● **EXERCISE PASSAGE**
About six months later, she mentioned to me that she was seeing a doctor for treatment of "These cysts I've got on my body."  I asked her more about them and she diminished their importance.

Very soon, the "cysts" became larger and larger.  She became increasingly gray and thin, all the while insisting she was fine.  


Our last dinner together, she got down two bites, maybe three of a Monte Cristo sandwich.  She brushed back the corner of her blouse, and I saw a golf ball size tumor on her shoulder blade.  I realized she was writing the story of her passing, and that like the rest of her life, she didn't want any intrusions into how she wanted to leave this world.  The first part of the story was the avoidance of any conversation that might actually allude to it.  "The doctor can't seem to figure out what to do about the cysts" she reported.  It was clear that she was riddled with them internally and they were finally growing out of her skin.  I made a conscious decision to honor her story by not sharing what I knew, to maintain silence about her impending demise.  She abhorred sympathy, or any of the maudlin sort of behaviors we associate with death.  I respected that, and let her be.

My last visit with Sallie, shortly before she passed.

The week before she died, she asked me to bring her some "Slim Fast"  "The Ensure is too thick, I can't get it down."  So I brought a couple of cases, remembering her love of chocolate and strawberry, and disdain for vanilla anything.  She told me, "When I get better, I want you to help me rearrange some furniture."  I said sure.    A few days later her housemate Jack called me, he had gone into her room to check her and she was cold.  She had died at home in bed, and I was grateful that such a loving gentle soul had passed in the privacy of the world that she had surrounded herself with, her grandmother's beloved Spode china, the crystal glasses, silver flatware, her art pieces, all of which reflected a better time in her life.

She had died years earlier when she was shoved out of the life she so loved, being at the forefront of "breaking news," "watching the body turn cold" (as she would say).

Her body had finally caught up with the earlier quiet passage out of the mainstream of life, too soon, too painfully, all because her sense of integrity got the best of her, and she didn't have the fight in her to re-invent herself and stay in the game.

● **WHAT NEEDS TO BE DONE**
In the account of Sallie's final months, who called the narrator after finding her dead?

● **DATA FOR REVIEW**
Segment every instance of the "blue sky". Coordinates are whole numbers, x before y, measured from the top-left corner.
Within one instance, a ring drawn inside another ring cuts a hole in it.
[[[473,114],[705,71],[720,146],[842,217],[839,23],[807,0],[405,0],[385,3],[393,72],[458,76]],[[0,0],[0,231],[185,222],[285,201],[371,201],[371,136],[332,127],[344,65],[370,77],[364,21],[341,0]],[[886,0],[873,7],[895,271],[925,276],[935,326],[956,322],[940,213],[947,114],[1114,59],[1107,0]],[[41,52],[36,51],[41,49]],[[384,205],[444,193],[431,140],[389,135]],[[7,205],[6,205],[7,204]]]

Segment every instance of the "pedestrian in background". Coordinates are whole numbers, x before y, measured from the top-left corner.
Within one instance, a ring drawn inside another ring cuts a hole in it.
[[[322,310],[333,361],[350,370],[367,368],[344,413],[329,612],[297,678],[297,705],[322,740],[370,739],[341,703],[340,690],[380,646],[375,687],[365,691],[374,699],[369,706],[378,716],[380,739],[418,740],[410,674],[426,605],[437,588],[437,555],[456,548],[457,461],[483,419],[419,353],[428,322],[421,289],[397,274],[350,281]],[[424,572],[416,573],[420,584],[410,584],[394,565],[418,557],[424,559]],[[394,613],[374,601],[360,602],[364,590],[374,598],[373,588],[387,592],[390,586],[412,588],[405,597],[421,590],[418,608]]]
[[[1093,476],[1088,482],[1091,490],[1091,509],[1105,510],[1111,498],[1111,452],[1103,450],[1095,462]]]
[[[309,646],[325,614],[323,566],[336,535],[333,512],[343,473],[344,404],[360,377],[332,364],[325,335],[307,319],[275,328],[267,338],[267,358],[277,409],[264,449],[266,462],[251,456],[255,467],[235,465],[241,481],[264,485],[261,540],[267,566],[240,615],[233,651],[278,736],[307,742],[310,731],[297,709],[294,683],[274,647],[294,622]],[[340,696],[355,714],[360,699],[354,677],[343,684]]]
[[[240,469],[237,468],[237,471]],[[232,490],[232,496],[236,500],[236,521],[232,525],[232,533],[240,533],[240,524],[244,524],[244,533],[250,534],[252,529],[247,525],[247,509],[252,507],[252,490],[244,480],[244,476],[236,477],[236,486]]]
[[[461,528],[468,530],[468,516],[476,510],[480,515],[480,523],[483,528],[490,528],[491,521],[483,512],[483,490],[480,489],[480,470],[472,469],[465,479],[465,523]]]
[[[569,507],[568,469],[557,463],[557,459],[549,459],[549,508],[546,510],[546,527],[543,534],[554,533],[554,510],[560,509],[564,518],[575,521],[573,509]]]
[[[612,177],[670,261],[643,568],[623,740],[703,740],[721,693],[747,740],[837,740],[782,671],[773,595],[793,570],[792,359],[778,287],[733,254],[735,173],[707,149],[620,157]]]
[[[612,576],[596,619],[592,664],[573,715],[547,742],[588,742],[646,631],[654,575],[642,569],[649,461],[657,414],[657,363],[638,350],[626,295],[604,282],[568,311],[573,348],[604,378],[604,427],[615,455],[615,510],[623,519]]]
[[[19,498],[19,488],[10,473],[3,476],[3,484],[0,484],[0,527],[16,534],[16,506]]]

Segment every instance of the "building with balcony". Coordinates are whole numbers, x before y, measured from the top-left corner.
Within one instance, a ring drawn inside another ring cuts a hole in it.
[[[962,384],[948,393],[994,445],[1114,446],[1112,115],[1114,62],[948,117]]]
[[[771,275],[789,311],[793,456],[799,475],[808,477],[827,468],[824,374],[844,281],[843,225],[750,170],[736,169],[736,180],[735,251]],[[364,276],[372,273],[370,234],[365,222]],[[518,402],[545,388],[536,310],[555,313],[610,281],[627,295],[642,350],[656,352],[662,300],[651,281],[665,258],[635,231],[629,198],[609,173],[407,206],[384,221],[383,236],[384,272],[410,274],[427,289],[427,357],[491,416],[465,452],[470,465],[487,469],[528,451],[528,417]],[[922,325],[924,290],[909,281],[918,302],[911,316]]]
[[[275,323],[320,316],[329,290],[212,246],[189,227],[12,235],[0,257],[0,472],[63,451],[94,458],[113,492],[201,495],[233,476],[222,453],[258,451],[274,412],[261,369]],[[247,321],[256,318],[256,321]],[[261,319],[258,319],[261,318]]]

● **TASK RESULT**
Her housemate Jack.